──────── Document segment

Nigerian Economy On The Way To Real Liberalisation And Diversification

It is essential for Nigeria to maintain monetary and financial stability. In a stable economic environment, the real sector flourishes, and funds flow freely to the viable sector of the economy. Therefore, monetary and fiscal authorities should focus on measures encouraging economic liberalisation and diversification.

Agriculture, manufacturing, mineral deposits, and financial technology services are potential growth areas for Nigeria, the largest economy in Africa in terms of GDP. According to Techpoint, the sub-sector of financial technology services received 73.5 percent of the 1.09 billion USD raised by start-ups in Nigeria in 2021.

The country was ranked first in Africa by PWC for venture capital investment. This presents the nation as the preferred investment destination on the continent.
Nigeria is endowed with approximately 44 high-value solid minerals, but in 2021, they only made up 0.85% of the GDP, signifying a lack of adequate investment in the sector. On the other hand, exports increased by 19.7 billion USD between 2016 and 2021, indicating the economy’s potential for additional expansion.

────────────────
──────── Material supplied

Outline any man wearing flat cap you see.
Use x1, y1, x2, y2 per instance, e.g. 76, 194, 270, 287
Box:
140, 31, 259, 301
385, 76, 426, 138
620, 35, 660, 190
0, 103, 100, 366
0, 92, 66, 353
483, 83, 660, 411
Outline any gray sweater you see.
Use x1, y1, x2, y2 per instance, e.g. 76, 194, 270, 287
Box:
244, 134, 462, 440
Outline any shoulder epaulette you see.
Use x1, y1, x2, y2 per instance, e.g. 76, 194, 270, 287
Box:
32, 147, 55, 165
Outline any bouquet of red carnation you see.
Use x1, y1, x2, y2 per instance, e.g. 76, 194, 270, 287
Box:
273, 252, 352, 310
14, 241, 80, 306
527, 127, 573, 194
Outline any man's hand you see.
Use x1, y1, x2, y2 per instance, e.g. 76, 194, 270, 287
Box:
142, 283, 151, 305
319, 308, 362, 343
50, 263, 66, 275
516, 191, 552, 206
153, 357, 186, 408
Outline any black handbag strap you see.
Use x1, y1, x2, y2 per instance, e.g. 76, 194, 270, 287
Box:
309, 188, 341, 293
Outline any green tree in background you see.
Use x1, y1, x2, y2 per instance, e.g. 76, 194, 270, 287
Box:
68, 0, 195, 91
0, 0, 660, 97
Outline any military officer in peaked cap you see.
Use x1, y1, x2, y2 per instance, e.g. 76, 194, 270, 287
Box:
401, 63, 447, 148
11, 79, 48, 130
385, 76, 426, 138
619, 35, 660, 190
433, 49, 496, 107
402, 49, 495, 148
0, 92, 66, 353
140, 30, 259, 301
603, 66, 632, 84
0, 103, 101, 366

────────────────
──────── Material supplied

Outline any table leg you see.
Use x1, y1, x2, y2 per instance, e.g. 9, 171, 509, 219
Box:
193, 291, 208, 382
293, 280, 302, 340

────────────────

(Work to complete):
a – Transcribe the article on Nigeria's economy from "Nigerian Economy On" up to and including "on the continent.".
b – In the article on Nigeria's economy, what percentage of GDP did solid minerals make up in 2021?
c – Resume the article on Nigeria's economy after its final sentence.

(Task answers):
a –
Nigerian Economy On The Way To Real Liberalisation And Diversification

It is essential for Nigeria to maintain monetary and financial stability. In a stable economic environment, the real sector flourishes, and funds flow freely to the viable sector of the economy. Therefore, monetary and fiscal authorities should focus on measures encouraging economic liberalisation and diversification.

Agriculture, manufacturing, mineral deposits, and financial technology services are potential growth areas for Nigeria, the largest economy in Africa in terms of GDP. According to Techpoint, the sub-sector of financial technology services received 73.5 percent of the 1.09 billion USD raised by start-ups in Nigeria in 2021.

The country was ranked first in Africa by PWC for venture capital investment. This presents the nation as the preferred investment destination on the continent.

b – 0.85%

c –
As an advocate of neo-capitalism, my concept might not seem appealing to the general public because it would cause immediate economic suffering for the
population. But at the same time, economic agents would be persuaded to work for their self-gain and not purely for the interest of society as a whole. In the pursuit of our self-interest, we tend to produce value that satisfies overall customers’ needs.

The collective effort to increase our net worth by creating value allows the flow of resources to suppliers, employees, and government as taxes, all in our effort to satisfy our customers.

The government collects these taxes to maintain public goods and render services while we demand accountability and stewardship of public resources. If this system is successfully applied from the perspectives of big-firm capitalism, state-guided capitalism, and entrepreneurial capitalism, Nigerians will be liberated from wastage and the misapplication of resources.

Reducing or eliminating government restrictions on private enterprise and trade is the goal of economic liberalisation, commonly referred to as economic liberalism. The main objectives of economic liberalisation are the free flow of capital between nations, the effective distribution of resources, and the creation of competitive advantages.

In the Nigerian context, liberalisation should take the shape of limited government participation in areas where its intervention creates a partial allocation of resources, distortion in the market, and misapplication of resources. In 2007, I was among the patriotic Nigerians who commended President Yar’aduwa for reversing the sale of refineries, but subsequently changed my position as events unfolded.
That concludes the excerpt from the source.